Requests:
A) In the earnings call transcript, what average per-foot cost did the two Big Tex wells come in slightly above?
B) Carry on the earnings call transcript from its final line.
#### Supplied text ####
Yes, we did. I think one the things we're doing -- we will push the pads after this more of trouble out, reduce the cycle time to bring those wells on quicker. So -- but we will need to work with and we'll see some of the lumpiness with the capital being spent and then the production coming on line. And it's kind of the work that we have to do as we transfer from single and 2-well pads into multi-well pads. And as the borrowing capacity that sort of manage output, to expect that to get the efficiencies from bringing our production out all at the same time to get those respective wells paid back and pads paid back quickly.

Neal Dingmann -- SunTrust -- Analyst

Hi guys. Thanks so much for the answers.

Operator

Your next question comes from Leo Mariani from KeyBanc.

Leo Mariani -- KeyBanc. -- Analyst

Hey guys, I was hoping to get a little bit more color on Big Tex in terms of how many of those 29,000 acres are going to be expiring at the end of this year and how many may expire at the end of 2020. And certainly, it seems like you've had some encouraging results there. I mean is that -- have those results kind of prompted more discussions on other farm-outs or DrillCos? Do you feel like those results are kind of good enough to get one of those deals done?

James J. Kleckner -- President, Chief Executive Officer and Director

Well, I think there are a lot of commercial avenues open for Big Tex, as I mentioned earlier. And certainly, when you have positive and encouraging well results, those opportunities become much, much better. And I think it's too early to comment on the inside of acre expiry that could occur in Big Tex this year or next year other than we're studying it very carefully with an eye on capital allocation and our overall portfolio on optionality of acreage that we have in Big Tex.

Leo Mariani -- KeyBanc. -- Analyst

Okay. And I guess just additionally, kind of sticking with Big Tex here. So just trying to get a sense what the cost was of that recent Wolfcamp A well as well as your Woodford well there.

Craig R Walters -- Chief Operating Officer and Executive Vice President

Yes. This is Craig Walters. So as far as the cost associated with those 2 particular wells down in Big Tex, a little bit higher than our $1,250 per foot average. Those are single wells, so we had to build a single-well facility and we also didn't get the benefit of zipper completion or same locks type operations there. So it's a little bit higher than our $1,250 number.

Leo Mariani -- KeyBanc. -- Analyst

Okay. That's helpful. And I guess just with respect to G&A, looks like you guys certainly cut a pretty good chunk out of that -- out of the guidance this year. Can you just kind of talk through a little bit how you guys are able to do that and might you see further reductions going forward?
#### Listed entries ####
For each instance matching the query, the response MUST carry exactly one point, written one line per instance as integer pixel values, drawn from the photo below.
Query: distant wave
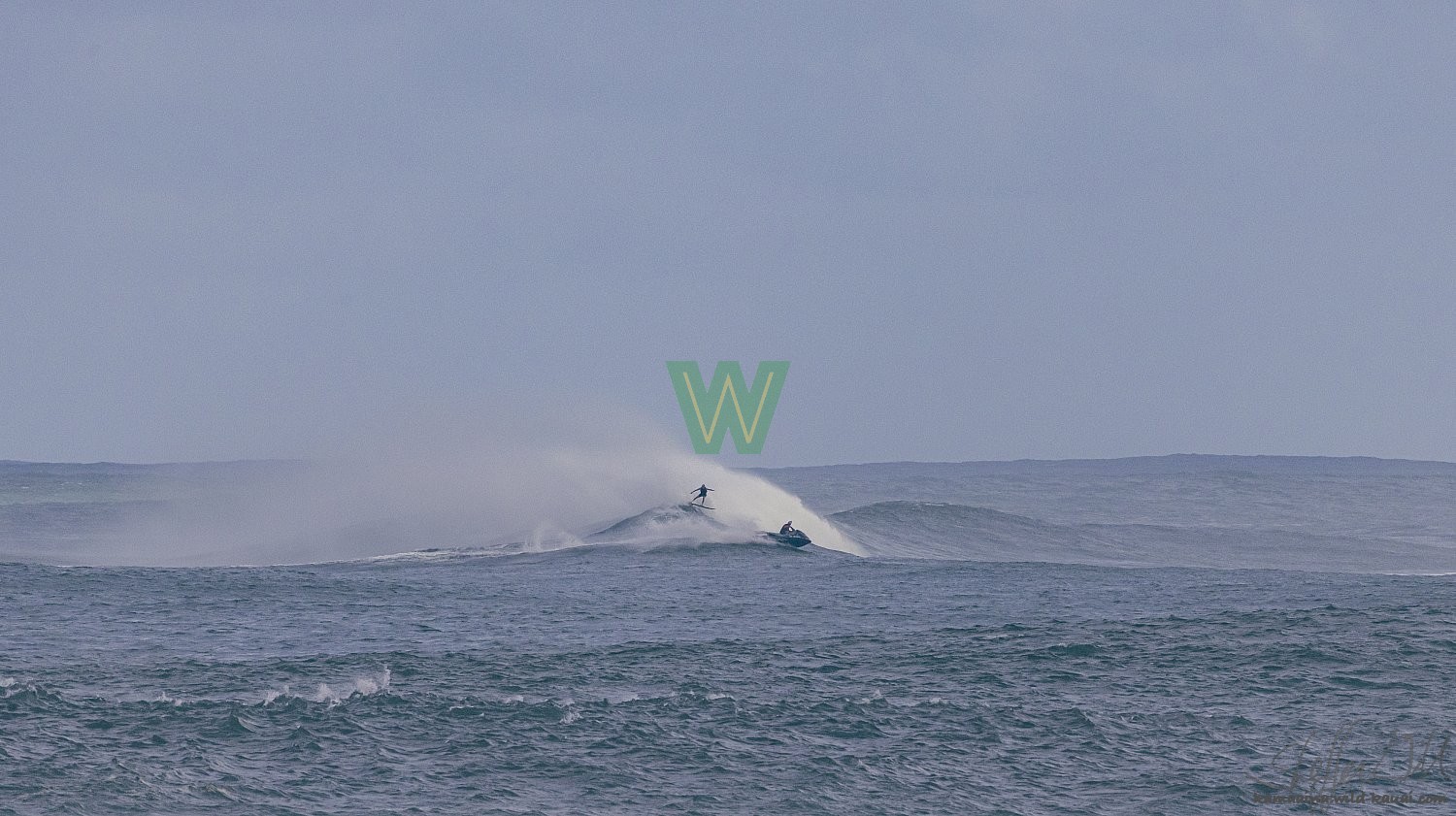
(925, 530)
####
#### Listed entries ####
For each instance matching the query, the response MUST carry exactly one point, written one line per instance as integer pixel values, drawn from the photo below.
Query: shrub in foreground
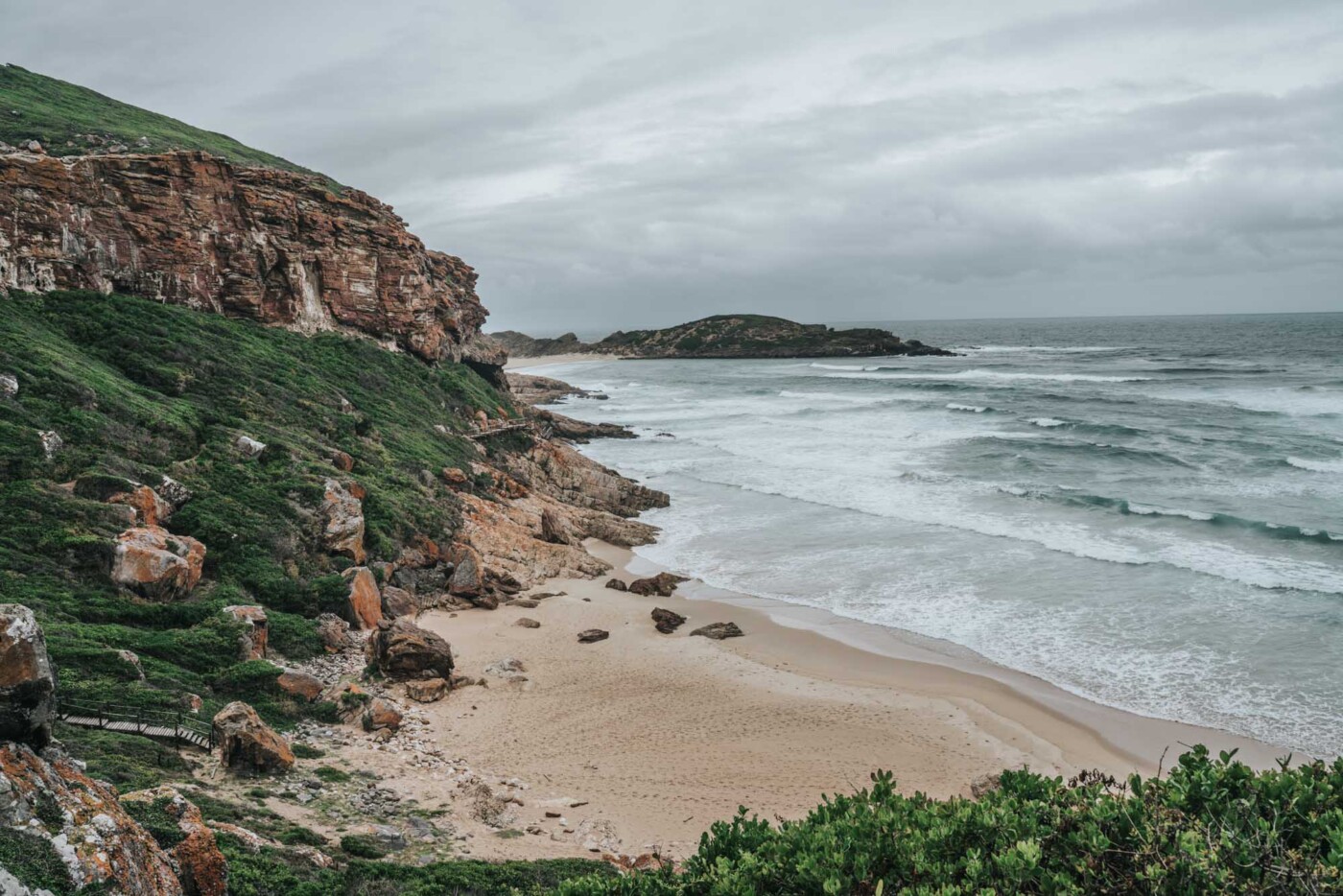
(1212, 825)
####
Written answers:
A) $1,250 per foot.

B)
James J. Kleckner -- President, Chief Executive Officer and Director

Yes. Absolutely. We look at our G&A costs as -- on the cash cost side of it. And last year, we put in place processes and systems and steps that we took to more efficiently manage the business and our -- improved our organizational capacity through new technology in some of these processes. So as we looked at our pace of activity in 2019 and beyond, we simply readdressed organizational needs and focused on driving cost down to protect margins. At the end of the day, this is all a margin game, and we've got to improve on cost and certainly strive to offset any leakage of loss of margin.

Leo Mariani -- KeyBanc. -- Analyst

Okay. Thanks.

Operator

Your next question comes from Michael Scialla from Stifel.

Michael Scialla -- Stifel -- Analyst

Hey good morning everybody, Looking at your inventory and what you've drilled so far, I just wondered are there any more zones you'd like to test at this point or do you feel like you've pretty well delineated the vertical column at this point?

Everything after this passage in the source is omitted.